[START OF DATA ENTRIES]

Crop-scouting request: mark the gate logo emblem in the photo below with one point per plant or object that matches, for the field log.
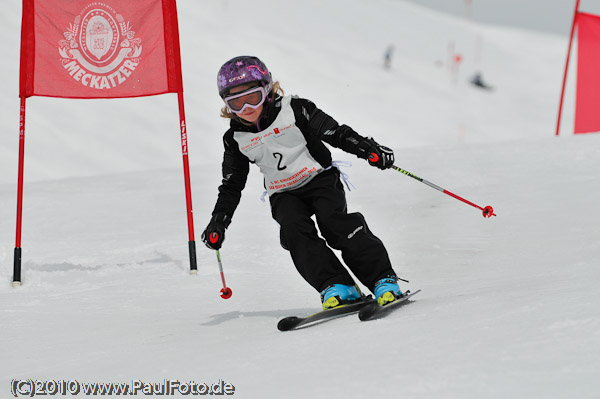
(99, 49)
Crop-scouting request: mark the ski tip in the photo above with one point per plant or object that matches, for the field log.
(288, 323)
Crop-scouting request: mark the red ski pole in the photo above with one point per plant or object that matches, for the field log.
(488, 211)
(225, 291)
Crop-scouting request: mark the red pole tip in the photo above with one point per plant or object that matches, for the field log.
(488, 212)
(226, 293)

[END OF DATA ENTRIES]

• **DIRECTIONS**: Render all of the entries above as a numbered list, skipping any blank lines, and leave the pictures out.

• **IN RESPONSE**:
1. Crop-scouting request: mark the gate logo emblem in the photo below with one point per plant or object that matches, for the field log.
2. (99, 49)
3. Crop-scouting request: mark the ski tip in the photo above with one point per plant or object that matches, for the field log.
4. (288, 323)
5. Crop-scouting request: mark the red ski pole in the photo above with one point per plant or object that matches, for the field log.
6. (488, 211)
7. (225, 291)
8. Crop-scouting request: mark the red pole tip in the photo above with one point per plant or object that matches, for the field log.
9. (488, 212)
10. (226, 293)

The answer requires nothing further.